-- Start of DATA SUPPLIED --

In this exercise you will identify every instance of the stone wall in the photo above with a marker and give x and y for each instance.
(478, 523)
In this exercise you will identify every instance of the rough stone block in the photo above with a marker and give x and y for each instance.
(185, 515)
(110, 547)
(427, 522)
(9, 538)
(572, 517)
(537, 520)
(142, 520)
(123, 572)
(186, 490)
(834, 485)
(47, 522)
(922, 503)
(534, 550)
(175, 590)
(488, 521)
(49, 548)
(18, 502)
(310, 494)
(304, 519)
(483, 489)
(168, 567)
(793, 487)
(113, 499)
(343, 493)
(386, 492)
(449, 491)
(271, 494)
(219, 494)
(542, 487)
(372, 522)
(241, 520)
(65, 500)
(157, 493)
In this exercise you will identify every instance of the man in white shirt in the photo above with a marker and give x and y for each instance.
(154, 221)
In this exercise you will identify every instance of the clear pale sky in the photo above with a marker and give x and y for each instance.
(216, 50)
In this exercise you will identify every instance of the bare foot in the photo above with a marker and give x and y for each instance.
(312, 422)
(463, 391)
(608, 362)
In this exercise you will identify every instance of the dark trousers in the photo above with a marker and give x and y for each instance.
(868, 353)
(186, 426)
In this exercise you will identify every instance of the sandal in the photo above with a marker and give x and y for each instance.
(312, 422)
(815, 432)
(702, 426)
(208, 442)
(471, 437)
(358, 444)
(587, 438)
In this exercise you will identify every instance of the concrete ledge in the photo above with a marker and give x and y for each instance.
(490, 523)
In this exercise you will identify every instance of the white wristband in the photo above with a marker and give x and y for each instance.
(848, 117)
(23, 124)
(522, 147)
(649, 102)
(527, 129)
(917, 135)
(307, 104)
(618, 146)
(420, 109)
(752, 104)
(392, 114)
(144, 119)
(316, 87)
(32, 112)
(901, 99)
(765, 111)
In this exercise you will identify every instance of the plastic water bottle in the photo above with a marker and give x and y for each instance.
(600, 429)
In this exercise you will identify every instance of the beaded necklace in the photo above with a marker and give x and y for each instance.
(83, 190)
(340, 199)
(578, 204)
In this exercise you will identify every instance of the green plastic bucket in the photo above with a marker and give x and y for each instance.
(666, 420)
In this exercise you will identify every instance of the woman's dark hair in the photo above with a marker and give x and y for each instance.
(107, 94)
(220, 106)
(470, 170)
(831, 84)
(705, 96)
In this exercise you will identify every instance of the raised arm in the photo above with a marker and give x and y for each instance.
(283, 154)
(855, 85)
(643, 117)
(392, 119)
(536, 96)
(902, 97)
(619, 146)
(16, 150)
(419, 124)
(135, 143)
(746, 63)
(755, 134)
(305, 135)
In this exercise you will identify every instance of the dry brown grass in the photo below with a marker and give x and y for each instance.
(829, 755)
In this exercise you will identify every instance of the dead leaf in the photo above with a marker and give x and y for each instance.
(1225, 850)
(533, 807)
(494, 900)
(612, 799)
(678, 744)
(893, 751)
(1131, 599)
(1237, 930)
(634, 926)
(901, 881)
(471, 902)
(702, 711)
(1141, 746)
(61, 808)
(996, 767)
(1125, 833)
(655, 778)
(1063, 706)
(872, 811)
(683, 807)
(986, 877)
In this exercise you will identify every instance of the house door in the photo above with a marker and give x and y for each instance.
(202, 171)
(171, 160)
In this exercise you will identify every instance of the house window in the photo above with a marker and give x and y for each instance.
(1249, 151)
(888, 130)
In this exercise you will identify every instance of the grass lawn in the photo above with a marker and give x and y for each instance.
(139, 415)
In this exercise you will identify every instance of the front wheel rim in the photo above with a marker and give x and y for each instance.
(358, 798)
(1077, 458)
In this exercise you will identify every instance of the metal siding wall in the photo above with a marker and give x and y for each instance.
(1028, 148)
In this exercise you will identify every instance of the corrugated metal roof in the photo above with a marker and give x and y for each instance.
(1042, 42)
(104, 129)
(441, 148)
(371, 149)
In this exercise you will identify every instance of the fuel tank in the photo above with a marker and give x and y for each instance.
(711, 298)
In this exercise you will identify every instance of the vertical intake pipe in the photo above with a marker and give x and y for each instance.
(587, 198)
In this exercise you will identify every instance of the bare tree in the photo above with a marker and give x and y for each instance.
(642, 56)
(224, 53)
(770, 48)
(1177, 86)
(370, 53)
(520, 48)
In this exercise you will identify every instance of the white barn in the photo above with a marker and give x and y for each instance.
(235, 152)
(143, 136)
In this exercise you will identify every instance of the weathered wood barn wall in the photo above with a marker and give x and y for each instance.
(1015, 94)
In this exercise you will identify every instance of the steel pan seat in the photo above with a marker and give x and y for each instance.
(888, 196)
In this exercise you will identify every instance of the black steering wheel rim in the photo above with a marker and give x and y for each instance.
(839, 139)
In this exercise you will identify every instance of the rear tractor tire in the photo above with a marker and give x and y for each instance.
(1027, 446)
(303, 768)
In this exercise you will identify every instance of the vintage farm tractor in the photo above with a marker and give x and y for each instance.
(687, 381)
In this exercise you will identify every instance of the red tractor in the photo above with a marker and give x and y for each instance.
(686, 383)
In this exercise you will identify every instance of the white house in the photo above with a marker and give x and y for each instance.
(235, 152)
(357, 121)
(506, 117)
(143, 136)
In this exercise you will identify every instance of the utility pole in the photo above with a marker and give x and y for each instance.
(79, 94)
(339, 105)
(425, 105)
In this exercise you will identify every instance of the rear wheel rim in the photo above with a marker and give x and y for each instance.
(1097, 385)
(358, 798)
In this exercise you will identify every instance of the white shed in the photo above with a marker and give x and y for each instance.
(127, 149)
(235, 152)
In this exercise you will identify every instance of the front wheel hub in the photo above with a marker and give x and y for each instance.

-- End of DATA SUPPLIED --

▶ SHORT PROBLEM: Transcribe exactly, and only, the lines from the one bearing "the white house" through the last line of the entries, counting both.

▶ RESULT BELOW:
In this exercise you will identify every instance of the white house in the photo above with a marker and give x and y for each instance.
(235, 152)
(357, 121)
(506, 117)
(143, 136)
In this exercise you will identify every instance of the utility pole in the photo above with a marker and give x and y for each instance.
(79, 94)
(339, 105)
(425, 105)
In this exercise you will identify every instance of the rear wheel rim in the photo above with a marker and give x and y for each instance.
(1097, 385)
(358, 798)
In this exercise you will identify every instance of the white shed in the photo above with a marker and give x and y for each instance.
(127, 149)
(235, 152)
In this exercise you will identify every instance of the front wheel hub in the photo above with a marker and give x and y for each instance.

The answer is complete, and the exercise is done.